● **Data for the task**
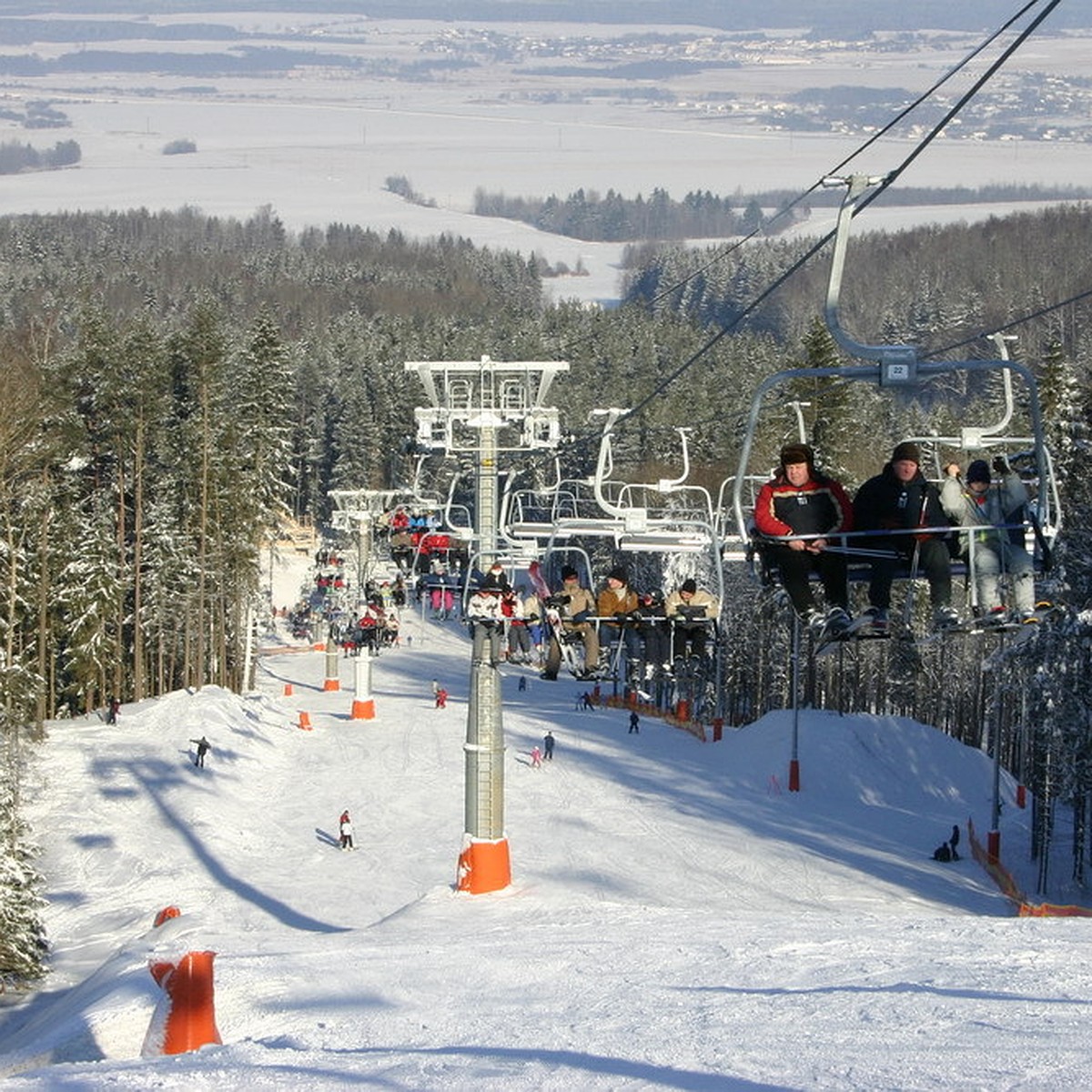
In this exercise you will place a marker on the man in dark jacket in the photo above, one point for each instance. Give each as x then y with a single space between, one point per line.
802 501
900 498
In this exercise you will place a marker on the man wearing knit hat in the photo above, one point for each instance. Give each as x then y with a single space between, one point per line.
692 611
568 614
978 503
804 511
900 500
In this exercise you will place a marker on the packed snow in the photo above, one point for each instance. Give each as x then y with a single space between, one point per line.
676 918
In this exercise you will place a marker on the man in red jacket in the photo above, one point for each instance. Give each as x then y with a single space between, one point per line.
802 501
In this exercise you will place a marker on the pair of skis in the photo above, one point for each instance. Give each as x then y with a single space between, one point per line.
552 618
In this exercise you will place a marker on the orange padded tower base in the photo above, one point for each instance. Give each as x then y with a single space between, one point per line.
186 1019
484 866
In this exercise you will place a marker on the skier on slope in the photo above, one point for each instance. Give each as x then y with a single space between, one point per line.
203 748
345 827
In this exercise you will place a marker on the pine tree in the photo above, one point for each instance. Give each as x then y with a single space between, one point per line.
22 933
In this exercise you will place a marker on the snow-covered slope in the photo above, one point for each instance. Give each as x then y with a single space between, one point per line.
677 918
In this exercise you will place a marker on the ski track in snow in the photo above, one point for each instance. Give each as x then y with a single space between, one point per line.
676 918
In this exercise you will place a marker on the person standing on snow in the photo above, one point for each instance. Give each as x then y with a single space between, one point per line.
345 825
976 502
203 748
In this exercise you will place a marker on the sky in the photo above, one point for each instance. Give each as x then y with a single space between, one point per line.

● **Problem details**
What belongs in the answer is the line with "In this exercise you will place a marker on the snow-covered" plus every later line of the listing, copied word for word and nothing besides.

● **Solution for this problem**
In this exercise you will place a marker on the snow-covered slope in the photo above, one point for each instance. Give each as x then y with a single space between, one point per line.
677 918
In this exercise you will place a marker on the ski track in snow in the photo above, one point for each instance. Give each as x then y with a single space between, one point per line.
676 918
In this exercise you will place a marker on the person standing on snow in the photo above, one point for each instance. Give each as x then y with a single space between, one point per line.
345 825
976 502
203 748
In this exercise you will place a marker on the sky in the photo above, one point for each instance. Give each as x then y with a single space between, one point per line.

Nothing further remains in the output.